FRAGMENTO:
===

Además, yo estaba agachado en el suelo, sin duda tapado por los setos y flores
del jardín, en medio de un agradable sol y sombra que propiciaban los árboles.
De pronto,
en tan idílico lugar y momento, me di cuenta que el agua de mi cubito ya se
había terminado, así que era necesario ir a coger más agua. Detrás de mí había
una gran alberca, de esas en donde se almacena el agua para regar los campos de
cultivo. Subí los escalones que llevaban a ella, me arrodillé en el borde e
incliné mi cuerpo para llenar el cubito con agua.
El nivel del
agua estaba un poco bajo, así que tuve que agacharme más de la cuenta para
poder meter el cubo en el agua, me agaché… y caí dentro del agua. Con seis años
no sabía nadar, ni comprendía que allí a mi lado había unos escalones por los
que hubiera podido agarrarme y subir trepando. La impresión de caer de pronto
vestido, dentro del agua, fue suficiente para obnubilar mi mente y sólo acerté
a llamar a mi padre. Pero mi cuerpo se había sumergido por completo y cada vez
que gritaba “¡papá, papá!”, lo único que conseguía era tragar agua y más agua.
Poco a poco
mis fuerzas se fueron debilitando, ya ni siquiera podía articular mis gritos de
“¡papá!” porque no hacía mas que tragar agua. Mis brazos y piernas dejaron de
responderme, mi voz se apagó y todo se volvió negro.
Mientras
tanto, mis padres seguían tranquilamente dentro de la casa, pero de improviso a
mi padre se le ocurrió pensar: “¿Qué estará haciendo Vicentito?”. Salió
tranquilamente de la casa y se dirigió al jardín, puesto que sabía que yo me
había quedado allí jugando. Miró por uno y otro lado sin encontrarme, y de
repente vio la alberca y sintió la corazonada de que quizás yo me hubiese caído
allí.
En ese
momento dejó de buscarme tranquilamente como hasta entonces y comenzó a correr.
Subió de un tirón los escalones que llevaban hasta el borde de la alberca y me
vio inerte en el fondo del agua. En ese mismo instante yo había dejado de
luchar y veía todo negro, aunque pude ver (o presentir) cómo una mano venía a
rescatarme; pero no vi ni sentí nada más. Ya había perdido el conocimiento.
Mi padre me
sacó del agua, me apartó unos metros de la alberca y comenzó a sacudirme boca
abajo (por entonces no se daban clases de socorrismo a nadie). Al cabo de unos
minutos, que a mi padre debieron parecerle eternos, recobré el conocimiento. Yo
sí recuerdo perfectamente aquél momento. Mi padre me tenía cogido de los pies y
yo colgaba boca abajo, tosiendo y echando agua por la boca. Pude, por fin,
volver a la vida.
Una vez
repuesto, y supongo que calmados los gritos histéricos del resto de la familia,
me subieron a una tartana y me llevaron al pueblo para que me viese el doctor.

===

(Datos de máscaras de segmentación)
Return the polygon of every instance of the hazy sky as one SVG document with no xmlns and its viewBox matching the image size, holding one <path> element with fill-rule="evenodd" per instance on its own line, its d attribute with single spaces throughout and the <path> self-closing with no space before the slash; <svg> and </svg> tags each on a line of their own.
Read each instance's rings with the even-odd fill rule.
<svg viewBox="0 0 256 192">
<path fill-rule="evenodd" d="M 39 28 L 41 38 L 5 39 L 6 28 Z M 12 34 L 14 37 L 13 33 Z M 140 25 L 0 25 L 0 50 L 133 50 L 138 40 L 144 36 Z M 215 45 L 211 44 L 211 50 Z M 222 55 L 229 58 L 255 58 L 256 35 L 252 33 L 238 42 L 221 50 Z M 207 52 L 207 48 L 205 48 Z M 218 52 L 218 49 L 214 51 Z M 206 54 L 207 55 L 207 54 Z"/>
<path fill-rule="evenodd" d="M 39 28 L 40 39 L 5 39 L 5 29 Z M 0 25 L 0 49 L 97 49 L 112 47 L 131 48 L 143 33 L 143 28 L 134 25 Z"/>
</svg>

===

TAREAS PENDIENTES:
1: ¿Puedes transcribir palabra por palabra el fragmento sobre la caída en la alberca, desde "Poco a poco" hasta "comenzó a correr.", ambos incluidos?
2: Responde a estas preguntas sobre el fragmento de la caída en la alberca:
(a) ¿Cuántos años tenía el narrador cuando cayó al agua?
(b) ¿Qué hizo el padre para reanimarlo después de apartarlo unos metros de la alberca?
(c) ¿En qué lo llevaron al pueblo, y para qué?

RESULTADOS DEL EJERCICIO:
1:
Poco a poco
mis fuerzas se fueron debilitando, ya ni siquiera podía articular mis gritos de
“¡papá!” porque no hacía mas que tragar agua. Mis brazos y piernas dejaron de
responderme, mi voz se apagó y todo se volvió negro.
Mientras
tanto, mis padres seguían tranquilamente dentro de la casa, pero de improviso a
mi padre se le ocurrió pensar: “¿Qué estará haciendo Vicentito?”. Salió
tranquilamente de la casa y se dirigió al jardín, puesto que sabía que yo me
había quedado allí jugando. Miró por uno y otro lado sin encontrarme, y de
repente vio la alberca y sintió la corazonada de que quizás yo me hubiese caído
allí.
En ese
momento dejó de buscarme tranquilamente como hasta entonces y comenzó a correr.

2:
(a) Seis años.
(b) Comenzó a sacudirlo boca abajo.
(c) En una tartana, para que lo viese el doctor.